* Lesetext *
◆ ◆ ◆ ◆
Kaufhof und Karstadt – die Chronik

1879 gründet Leonhard Tietz in Stralsund ein Geschäft für Stoffe, Wolle, Knöpfe. Zehn Jahre später entsteht in Elberfeld eine zweite Filiale. 1891 geht Tietz in Köln mit einem ersten Kaufhaus an den Start. 1905 wird das Unternehmen zur Aktiengesellschaft. 1929 arbeiten in Produktion und 43 Filialen 15.000 Beschäftigte.

Rudolph Karstadt gründet 1881 in Wismar das "Tuch-, Manufactur- und Confectionsgeschäft Karstadt". Drei Jahre später öffnet eine Filiale in Lübeck. 1900 übernimmt Rudolph Karstadt 13 Geschäfte seines verschuldeten Bruders, 1920 die Firma Althoff. Karstadt hat 44 Filialen, bis 1931 werden es 89.

Die Nazis bezeichnen Warenhäuser als "jüdische Erfindung", die jüdische Familie Tietz wird von ihnen enteignet. Die daraus entstehende "Westdeutsche Kaufhof AG" gehört nun Commerzbank, Deutscher und Dresdner Bank. Nach dem 2. Weltkrieg wird Familie Tietz entschädigt.
◆ ◆ ◆ ◆
* Bereitgestelltes Material *

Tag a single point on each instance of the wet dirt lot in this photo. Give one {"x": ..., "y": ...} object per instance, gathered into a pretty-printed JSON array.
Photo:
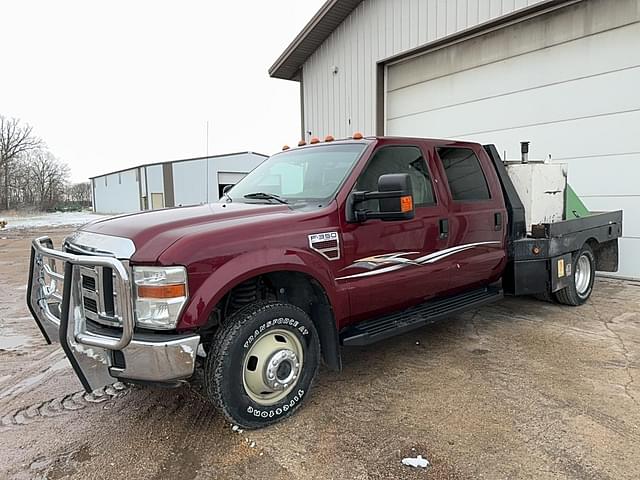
◆ ◆ ◆ ◆
* Fragen *
**1)** Überarbeite bitte die Chronik: Gib sie von „1879 gründet Leonhard“ bis einschließlich „Familie Tietz entschädigt.“ wieder und ersetze dabei „Lübeck“ durch „Rostock“.
**2)** Fasse die Chronik in zwei Sätzen zusammen.
Das Material spielt hierbei keine Rolle.

* Die Antworten *
**1)**
1879 gründet Leonhard Tietz in Stralsund ein Geschäft für Stoffe, Wolle, Knöpfe. Zehn Jahre später entsteht in Elberfeld eine zweite Filiale. 1891 geht Tietz in Köln mit einem ersten Kaufhaus an den Start. 1905 wird das Unternehmen zur Aktiengesellschaft. 1929 arbeiten in Produktion und 43 Filialen 15.000 Beschäftigte.

Rudolph Karstadt gründet 1881 in Wismar das "Tuch-, Manufactur- und Confectionsgeschäft Karstadt". Drei Jahre später öffnet eine Filiale in Rostock. 1900 übernimmt Rudolph Karstadt 13 Geschäfte seines verschuldeten Bruders, 1920 die Firma Althoff. Karstadt hat 44 Filialen, bis 1931 werden es 89.

Die Nazis bezeichnen Warenhäuser als "jüdische Erfindung", die jüdische Familie Tietz wird von ihnen enteignet. Die daraus entstehende "Westdeutsche Kaufhof AG" gehört nun Commerzbank, Deutscher und Dresdner Bank. Nach dem 2. Weltkrieg wird Familie Tietz entschädigt.

**2)** Leonhard Tietz gründet 1879 in Stralsund ein Geschäft, und 1929 arbeiten in Produktion und 43 Filialen 15.000 Beschäftigte. Rudolph Karstadt beginnt 1881 in Wismar und kommt bis 1931 auf 89 Filialen, während die jüdische Familie Tietz von den Nazis enteignet und nach dem 2. Weltkrieg entschädigt wird.